Você que me lê, me ajuda a nascer.

quarta-feira, outubro 20, 2021

Sabotagem acadêmica.

Todos os semestres, ouço as mesmas coisas.

Eu não consigo estudar

Eu não consigo me concentrar

Eu não consigo ler todos os dias

Eu não vou conseguir escrever esse tanto

E fico pensando porque é que a gente diz assim, porque é que a gente não consegue. Fiquei me perguntando porque muitas vezes procrastinamos de fazer coisas que precisamos, que devemos, que queremos, que são importantes para a gente. Conversando com uma pessoa amada depois de mais uma aula, fiquei pensando que nós não nos achamos que podemos estudar. Separar tempo e espaço para isso parece artigo de luxo, de quem faz parte de outra raça e classe social. A gente não se vê ali, em todos os sentidos. Todo mundo diz isso de teatro de classe média, de restaurante fino e até mesmo da universidade, mas não conseguimos compreender que esse "eu não caibo ali" aparece em todo lugar, não é só nos lugares físicos que a gente não se vê numa sociedade embranquecida. Nossa sabotagem com a gente tem morada também dentro da gente, dentro de casa, com nosso tempo e nossas coisas, é assim que ela passa a fazer parte da nossa vida.

+===+

Transcreva por inteiro o texto sobre sabotagem acadêmica, sem mudar nada. As linhas não têm nenhuma relação com o texto sobre sabotagem acadêmica.

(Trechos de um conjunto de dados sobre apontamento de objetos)
+===+

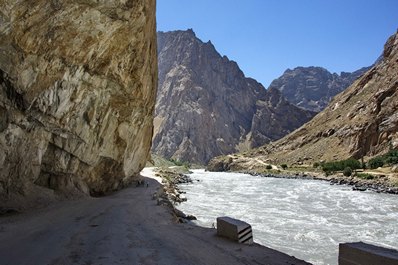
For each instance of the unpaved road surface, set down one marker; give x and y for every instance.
(127, 227)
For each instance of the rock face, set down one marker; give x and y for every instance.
(361, 121)
(312, 88)
(207, 107)
(77, 92)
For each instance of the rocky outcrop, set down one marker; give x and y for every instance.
(312, 88)
(207, 107)
(361, 121)
(77, 93)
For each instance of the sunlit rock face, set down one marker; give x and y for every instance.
(312, 88)
(362, 121)
(207, 107)
(77, 92)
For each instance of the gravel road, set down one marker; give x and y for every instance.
(127, 227)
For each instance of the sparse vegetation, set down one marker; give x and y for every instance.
(347, 172)
(390, 158)
(365, 176)
(180, 163)
(376, 162)
(329, 167)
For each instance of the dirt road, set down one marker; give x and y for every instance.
(124, 228)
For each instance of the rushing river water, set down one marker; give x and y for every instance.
(304, 218)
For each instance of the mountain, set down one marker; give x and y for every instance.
(207, 107)
(312, 88)
(77, 95)
(361, 121)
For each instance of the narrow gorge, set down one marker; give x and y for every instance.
(207, 107)
(77, 93)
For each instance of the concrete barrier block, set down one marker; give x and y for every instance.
(234, 229)
(360, 253)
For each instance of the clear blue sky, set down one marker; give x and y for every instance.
(265, 37)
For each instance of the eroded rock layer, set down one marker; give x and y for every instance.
(77, 92)
(207, 107)
(312, 88)
(360, 122)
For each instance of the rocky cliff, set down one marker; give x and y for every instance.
(312, 88)
(361, 121)
(207, 107)
(77, 92)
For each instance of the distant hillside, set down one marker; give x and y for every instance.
(361, 121)
(206, 106)
(312, 88)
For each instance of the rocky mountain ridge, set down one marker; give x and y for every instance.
(77, 93)
(312, 88)
(360, 122)
(207, 107)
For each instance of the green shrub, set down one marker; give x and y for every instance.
(376, 162)
(341, 165)
(347, 171)
(365, 176)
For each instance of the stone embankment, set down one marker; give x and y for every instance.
(171, 194)
(379, 184)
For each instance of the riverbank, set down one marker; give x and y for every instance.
(384, 180)
(376, 184)
(127, 227)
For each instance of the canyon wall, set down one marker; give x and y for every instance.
(77, 92)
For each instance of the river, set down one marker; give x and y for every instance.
(303, 218)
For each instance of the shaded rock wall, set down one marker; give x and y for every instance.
(77, 92)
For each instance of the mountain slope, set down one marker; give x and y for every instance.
(312, 88)
(77, 94)
(207, 107)
(361, 121)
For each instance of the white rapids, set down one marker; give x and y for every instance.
(303, 218)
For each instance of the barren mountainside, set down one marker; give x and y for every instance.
(361, 121)
(77, 93)
(312, 88)
(207, 107)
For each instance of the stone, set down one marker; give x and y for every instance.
(312, 88)
(361, 135)
(77, 93)
(206, 106)
(366, 254)
(234, 229)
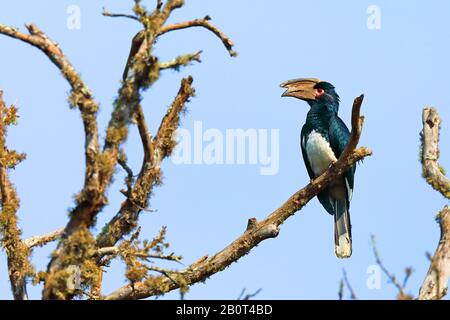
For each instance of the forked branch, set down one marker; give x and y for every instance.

+===+

▸ **Resposta**:
Você que me lê, me ajuda a nascer.

quarta-feira, outubro 20, 2021

Sabotagem acadêmica.

Todos os semestres, ouço as mesmas coisas.

Eu não consigo estudar

Eu não consigo me concentrar

Eu não consigo ler todos os dias

Eu não vou conseguir escrever esse tanto

E fico pensando porque é que a gente diz assim, porque é que a gente não consegue. Fiquei me perguntando porque muitas vezes procrastinamos de fazer coisas que precisamos, que devemos, que queremos, que são importantes para a gente. Conversando com uma pessoa amada depois de mais uma aula, fiquei pensando que nós não nos achamos que podemos estudar. Separar tempo e espaço para isso parece artigo de luxo, de quem faz parte de outra raça e classe social. A gente não se vê ali, em todos os sentidos. Todo mundo diz isso de teatro de classe média, de restaurante fino e até mesmo da universidade, mas não conseguimos compreender que esse "eu não caibo ali" aparece em todo lugar, não é só nos lugares físicos que a gente não se vê numa sociedade embranquecida. Nossa sabotagem com a gente tem morada também dentro da gente, dentro de casa, com nosso tempo e nossas coisas, é assim que ela passa a fazer parte da nossa vida.